►
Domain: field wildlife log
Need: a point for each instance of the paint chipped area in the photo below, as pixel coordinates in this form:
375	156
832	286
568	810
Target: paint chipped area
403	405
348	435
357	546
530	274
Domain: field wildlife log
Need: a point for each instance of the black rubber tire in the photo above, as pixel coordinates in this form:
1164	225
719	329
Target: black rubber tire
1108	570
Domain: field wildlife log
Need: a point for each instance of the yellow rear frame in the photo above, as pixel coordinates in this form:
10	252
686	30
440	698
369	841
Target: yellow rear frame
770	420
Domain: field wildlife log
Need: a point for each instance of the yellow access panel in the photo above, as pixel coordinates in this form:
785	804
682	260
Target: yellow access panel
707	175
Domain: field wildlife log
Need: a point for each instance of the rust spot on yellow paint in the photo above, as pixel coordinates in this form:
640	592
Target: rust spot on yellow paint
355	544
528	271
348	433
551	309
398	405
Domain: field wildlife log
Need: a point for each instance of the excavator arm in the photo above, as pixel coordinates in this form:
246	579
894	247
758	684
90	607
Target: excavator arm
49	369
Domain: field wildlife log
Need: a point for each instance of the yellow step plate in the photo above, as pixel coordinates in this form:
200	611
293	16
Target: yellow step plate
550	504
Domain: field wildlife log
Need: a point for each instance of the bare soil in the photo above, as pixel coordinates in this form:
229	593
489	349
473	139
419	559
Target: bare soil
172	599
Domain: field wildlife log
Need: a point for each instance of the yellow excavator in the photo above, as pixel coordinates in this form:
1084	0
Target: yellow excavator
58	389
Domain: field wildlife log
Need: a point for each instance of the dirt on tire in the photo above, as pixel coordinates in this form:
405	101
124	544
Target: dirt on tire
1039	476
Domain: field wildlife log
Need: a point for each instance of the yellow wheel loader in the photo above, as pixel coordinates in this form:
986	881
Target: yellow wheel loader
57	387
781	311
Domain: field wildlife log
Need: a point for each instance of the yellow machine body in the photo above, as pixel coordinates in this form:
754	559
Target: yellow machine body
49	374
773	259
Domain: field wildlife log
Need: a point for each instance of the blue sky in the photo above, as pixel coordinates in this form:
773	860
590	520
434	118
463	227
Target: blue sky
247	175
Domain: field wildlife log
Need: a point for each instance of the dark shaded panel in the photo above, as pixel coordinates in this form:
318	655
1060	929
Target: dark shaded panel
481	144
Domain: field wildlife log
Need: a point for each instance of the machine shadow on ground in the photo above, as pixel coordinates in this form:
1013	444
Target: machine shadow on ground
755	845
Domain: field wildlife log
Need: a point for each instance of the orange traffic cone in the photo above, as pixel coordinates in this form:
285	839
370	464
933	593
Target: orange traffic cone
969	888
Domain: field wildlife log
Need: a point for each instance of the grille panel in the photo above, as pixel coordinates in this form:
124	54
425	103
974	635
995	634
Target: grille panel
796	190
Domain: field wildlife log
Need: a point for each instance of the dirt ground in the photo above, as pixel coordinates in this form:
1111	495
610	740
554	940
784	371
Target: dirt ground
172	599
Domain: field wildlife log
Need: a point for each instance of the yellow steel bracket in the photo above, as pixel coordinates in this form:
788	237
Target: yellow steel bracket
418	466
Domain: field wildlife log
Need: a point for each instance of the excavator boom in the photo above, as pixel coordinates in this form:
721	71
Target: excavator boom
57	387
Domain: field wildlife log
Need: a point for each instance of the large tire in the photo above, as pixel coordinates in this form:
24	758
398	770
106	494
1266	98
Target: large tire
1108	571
◄
Your task is to give the records above again, exactly.

#### Solution to this exercise:
Domain: field wildlife log
Need: a point for each instance of the paint chipped area in the photo below, as pixel coordinates in this form:
375	156
832	286
568	810
Target: paint chipped area
403	405
348	435
357	546
530	274
Domain: field wildlife log
Need: a point for each instance of the black rubber tire in the photo above, as pixel coordinates in this form:
1164	225
719	329
Target: black rubber tire
1108	570
Domain: field wildlife log
Need: a point for each instance of the yellow rear frame in the photo above, as pixel coordinates in this form:
10	252
686	30
440	698
369	841
Target: yellow rear frame
770	420
Domain: field wildlife log
Need: a point for each instance of the yellow access panel in the photo above, as pixel coordinates in this form:
785	804
682	260
Target: yellow access panel
707	175
Domain: field wildlife log
Need: a point for each instance of the rust spot on yellow paint in the photo above, as pixel coordinates in this form:
640	592
Target: rust spot on yellow paint
355	544
528	271
348	433
551	309
398	405
Domain: field wildlife log
Need: a point for each instance of the excavator arm in the photo above, as pixel coordinates in this form:
246	579
894	247
758	684
90	607
Target: excavator arm
49	369
Domain: field wildlife log
Need: a point for each instance of the yellow step plate in the photo above, as pixel coordinates in this form:
200	611
293	16
Target: yellow step plate
550	504
Domain: field wildlife log
Need: a point for each instance of the bare soil in the photo above, as pixel coordinates in this form:
229	593
489	349
473	139
419	559
Target: bare soil
172	599
Domain: field wildlife log
Need: a point for each instance of the yellow excavator in the photo above, as pixel coordinates in this form:
1084	0
Target: yellow excavator
58	389
Domain: field wildlife log
Need: a point for each instance of the dirt on tire in the photo above, as pixel coordinates in this form:
405	101
124	544
Target: dirt on tire
1039	476
Domain: field wildlife log
Need: a point for each instance of the yellow wheel loader in the photo above, as pixel coordinates in this form:
986	881
Target: yellow wheel loader
57	387
781	311
Domain: field wildlife log
Need: a point for each instance of the yellow machine body in the photo above, as pixel coordinates in this form:
754	559
Target: yellow machine body
49	374
773	259
Domain: field wildlife log
Need: a point for each instance of the blue sky in the photo above, as pixel coordinates in this form:
773	860
590	520
434	118
463	227
Target: blue sky
247	175
Domain: field wildlife log
Need: a point for each instance of the dark shaded panel in the photo above, as pixel coordinates in this form:
318	655
1060	929
Target: dark shaded panel
481	144
Domain: field wildlife log
Need: a point for each instance of the machine shadow on ground in the photo above, as pixel coordinates in this form:
1013	444
Target: machine shadow on ground
755	845
Domain: field wildlife log
Need: a point for each instance of the orange traffic cone in the photo above, as pixel coordinates in this form:
285	839
370	464
933	593
Target: orange traffic cone
969	888
Domain: field wildlife log
Need: a point for each instance of the grille panel in the photo above, as pixel coordinates in this form:
124	54
425	103
974	635
995	634
Target: grille panel
796	190
Domain: field wildlife log
Need: a point for each instance of the dirt ground in the photo above, as pixel coordinates in this form:
1111	495
610	740
554	940
784	371
Target: dirt ground
172	599
Domain: field wildlife log
Need: a point for each instance of the yellow steel bracket in the photo above, as pixel coordinates in this form:
788	237
Target: yellow steel bracket
418	466
Domain: field wildlife log
Need: a point for each instance of the excavator boom in the photo above, as pixel coordinates in this form:
721	71
Target: excavator boom
57	387
Domain: field wildlife log
Need: a point for each instance of the large tire in the photo above, as pixel coordinates in this form:
24	758
398	770
106	494
1266	98
Target: large tire
1108	571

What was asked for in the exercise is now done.